■ **EXERCISE AIM**
Please return the data word for word and leave out any picture it contains.

■ **EXTRACTED INFORMATION**
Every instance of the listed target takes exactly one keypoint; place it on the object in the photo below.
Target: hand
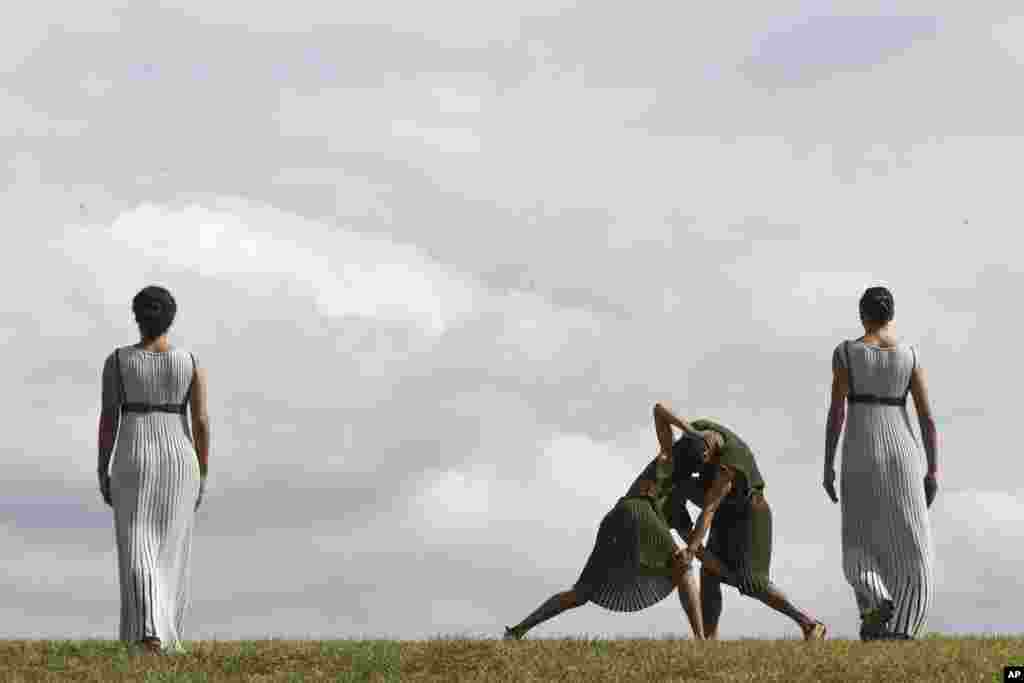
(104, 488)
(931, 488)
(829, 483)
(202, 489)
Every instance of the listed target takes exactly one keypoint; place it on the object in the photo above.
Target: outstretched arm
(929, 434)
(834, 425)
(665, 420)
(110, 412)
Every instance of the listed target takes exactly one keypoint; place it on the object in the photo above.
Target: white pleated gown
(888, 551)
(155, 481)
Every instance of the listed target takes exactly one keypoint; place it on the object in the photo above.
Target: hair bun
(877, 304)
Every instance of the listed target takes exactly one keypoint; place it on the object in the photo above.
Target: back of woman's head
(155, 309)
(877, 305)
(687, 457)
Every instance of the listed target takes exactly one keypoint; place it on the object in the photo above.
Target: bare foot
(152, 645)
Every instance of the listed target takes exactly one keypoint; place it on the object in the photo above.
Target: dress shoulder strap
(121, 381)
(190, 381)
(913, 367)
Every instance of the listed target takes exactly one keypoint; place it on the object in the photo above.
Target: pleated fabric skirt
(154, 485)
(888, 550)
(740, 539)
(630, 567)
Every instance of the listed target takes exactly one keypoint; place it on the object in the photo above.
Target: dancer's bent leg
(689, 598)
(551, 607)
(711, 601)
(774, 598)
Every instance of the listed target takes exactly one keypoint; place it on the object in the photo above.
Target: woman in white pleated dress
(888, 552)
(158, 475)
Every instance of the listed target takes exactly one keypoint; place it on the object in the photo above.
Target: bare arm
(200, 420)
(665, 419)
(837, 410)
(109, 415)
(719, 489)
(929, 434)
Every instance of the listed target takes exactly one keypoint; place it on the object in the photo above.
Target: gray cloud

■ **EXERCISE RESULT**
Every instance of the listed target takes exactly one keypoint; place it on the object in the photo below.
Target: hand
(104, 488)
(931, 488)
(829, 483)
(202, 489)
Every instance of the listed target takes exactly one keypoint; place it on the object in the photo above.
Target: outstretched arm
(929, 434)
(834, 425)
(665, 420)
(110, 412)
Every instance of the listed target takes exactly one keypoint; place it on the object in the photo above.
Target: white pleated gown
(888, 551)
(155, 481)
Every instance of the listed target takes exactly one keypoint; place it on the object in the photo above.
Target: hair bun
(877, 304)
Every instance of the listed target takes exactly one keypoint; place it on the object in the photo above.
Target: back of woman's head
(155, 309)
(877, 305)
(687, 457)
Every instance of the listed target takes exactly one keypoint; place it on the object in the photo above.
Target: bare foot
(152, 645)
Every instance of the listed target takes exactly one keypoint; place it on the object in the photo above.
Target: dress shoulder strap
(121, 381)
(190, 381)
(913, 367)
Every instance of the listed target takes exactly one keypoint; place it on the object in the photo above.
Target: pleated fabric skirt
(154, 485)
(888, 550)
(740, 539)
(630, 567)
Every instance of the listed target takes exactly one keypoint; place it on the object in the photo above.
Target: dancer's bent leg
(689, 598)
(551, 607)
(711, 601)
(774, 598)
Every instance of the listed target takes exactly one keypoint; place it on the object in the photo above.
Target: woman in white pleated dress
(888, 552)
(158, 475)
Every instance of the listed target takes exactly one keypoint; place it on the object in the photo above.
Target: bare arm
(200, 420)
(665, 419)
(837, 410)
(109, 415)
(719, 489)
(929, 434)
Every instance of the listed target takes exactly one keypoint; place it on the object in the photo above.
Target: gray cloud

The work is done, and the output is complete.